● **EXERCISE DIRECTIONS**:
Count the lines of the records below that contain the string "outline", treating uppercase and lowercase as different, and give only that number.

● **PROVIDED DATA**:
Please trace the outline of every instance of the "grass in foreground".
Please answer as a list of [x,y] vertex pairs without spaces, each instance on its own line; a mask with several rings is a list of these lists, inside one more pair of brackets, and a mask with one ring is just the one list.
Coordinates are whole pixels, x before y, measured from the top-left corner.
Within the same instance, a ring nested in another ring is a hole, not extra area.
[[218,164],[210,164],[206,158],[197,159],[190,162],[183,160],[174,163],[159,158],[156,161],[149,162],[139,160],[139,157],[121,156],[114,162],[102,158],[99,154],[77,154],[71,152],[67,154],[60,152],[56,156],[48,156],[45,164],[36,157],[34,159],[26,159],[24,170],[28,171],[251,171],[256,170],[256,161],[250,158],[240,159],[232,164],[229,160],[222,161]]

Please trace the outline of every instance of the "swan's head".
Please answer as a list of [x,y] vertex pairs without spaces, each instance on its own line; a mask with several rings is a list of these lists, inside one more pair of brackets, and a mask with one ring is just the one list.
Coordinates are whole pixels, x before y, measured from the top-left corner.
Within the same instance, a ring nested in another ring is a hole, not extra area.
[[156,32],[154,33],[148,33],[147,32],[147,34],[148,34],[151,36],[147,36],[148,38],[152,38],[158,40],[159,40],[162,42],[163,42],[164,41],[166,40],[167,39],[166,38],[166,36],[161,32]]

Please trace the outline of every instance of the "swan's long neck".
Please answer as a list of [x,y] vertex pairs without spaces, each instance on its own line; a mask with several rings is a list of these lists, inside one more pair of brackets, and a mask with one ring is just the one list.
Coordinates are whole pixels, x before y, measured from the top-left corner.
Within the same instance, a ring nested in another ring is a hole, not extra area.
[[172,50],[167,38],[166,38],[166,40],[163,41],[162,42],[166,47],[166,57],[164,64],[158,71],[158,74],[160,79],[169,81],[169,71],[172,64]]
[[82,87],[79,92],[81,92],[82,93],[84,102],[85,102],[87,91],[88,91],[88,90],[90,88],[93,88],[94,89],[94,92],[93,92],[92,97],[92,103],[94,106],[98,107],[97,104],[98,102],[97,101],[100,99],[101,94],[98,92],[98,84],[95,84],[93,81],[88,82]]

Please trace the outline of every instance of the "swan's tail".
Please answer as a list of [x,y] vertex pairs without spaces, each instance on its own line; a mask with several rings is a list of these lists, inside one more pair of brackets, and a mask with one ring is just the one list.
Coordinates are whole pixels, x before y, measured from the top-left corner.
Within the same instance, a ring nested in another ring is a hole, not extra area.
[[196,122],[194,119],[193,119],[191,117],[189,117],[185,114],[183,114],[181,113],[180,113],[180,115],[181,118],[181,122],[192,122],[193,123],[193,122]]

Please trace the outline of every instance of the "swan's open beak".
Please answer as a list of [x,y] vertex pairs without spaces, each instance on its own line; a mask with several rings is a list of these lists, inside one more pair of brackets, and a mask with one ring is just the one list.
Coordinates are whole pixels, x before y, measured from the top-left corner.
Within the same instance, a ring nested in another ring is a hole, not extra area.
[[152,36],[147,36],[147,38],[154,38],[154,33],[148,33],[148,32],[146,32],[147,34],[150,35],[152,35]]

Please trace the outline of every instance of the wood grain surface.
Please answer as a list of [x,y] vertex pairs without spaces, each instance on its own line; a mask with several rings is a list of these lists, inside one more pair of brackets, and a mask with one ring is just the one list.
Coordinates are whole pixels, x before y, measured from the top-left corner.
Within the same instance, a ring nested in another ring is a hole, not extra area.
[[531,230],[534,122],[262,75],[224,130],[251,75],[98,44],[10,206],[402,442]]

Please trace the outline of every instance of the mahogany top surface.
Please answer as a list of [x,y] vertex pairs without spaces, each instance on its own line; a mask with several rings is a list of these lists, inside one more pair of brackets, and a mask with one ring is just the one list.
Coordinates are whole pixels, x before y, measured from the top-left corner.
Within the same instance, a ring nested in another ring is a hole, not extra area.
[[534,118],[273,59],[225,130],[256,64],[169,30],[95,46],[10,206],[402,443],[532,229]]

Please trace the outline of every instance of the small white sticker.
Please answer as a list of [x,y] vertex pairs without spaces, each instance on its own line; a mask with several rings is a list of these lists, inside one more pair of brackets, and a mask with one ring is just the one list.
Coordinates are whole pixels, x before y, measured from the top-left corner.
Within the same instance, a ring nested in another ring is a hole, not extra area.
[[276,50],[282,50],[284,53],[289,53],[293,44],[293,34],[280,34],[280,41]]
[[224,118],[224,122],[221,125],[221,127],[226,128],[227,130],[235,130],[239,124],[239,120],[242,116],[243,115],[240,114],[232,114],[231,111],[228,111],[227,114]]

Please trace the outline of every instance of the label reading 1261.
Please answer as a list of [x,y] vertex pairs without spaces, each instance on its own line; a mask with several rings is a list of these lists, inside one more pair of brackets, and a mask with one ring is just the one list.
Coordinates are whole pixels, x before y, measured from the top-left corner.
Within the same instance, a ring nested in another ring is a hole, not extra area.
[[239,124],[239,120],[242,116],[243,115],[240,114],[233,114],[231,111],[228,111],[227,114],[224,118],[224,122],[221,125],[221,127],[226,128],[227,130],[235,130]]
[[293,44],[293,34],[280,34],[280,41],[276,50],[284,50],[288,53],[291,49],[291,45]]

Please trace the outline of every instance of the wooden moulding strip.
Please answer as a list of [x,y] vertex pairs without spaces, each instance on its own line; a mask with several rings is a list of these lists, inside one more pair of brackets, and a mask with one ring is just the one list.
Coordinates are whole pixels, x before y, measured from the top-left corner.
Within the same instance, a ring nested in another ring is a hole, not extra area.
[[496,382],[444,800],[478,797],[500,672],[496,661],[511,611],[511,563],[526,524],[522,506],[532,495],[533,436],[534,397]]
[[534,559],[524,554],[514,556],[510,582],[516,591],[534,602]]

● **FULL SOLUTION**:
10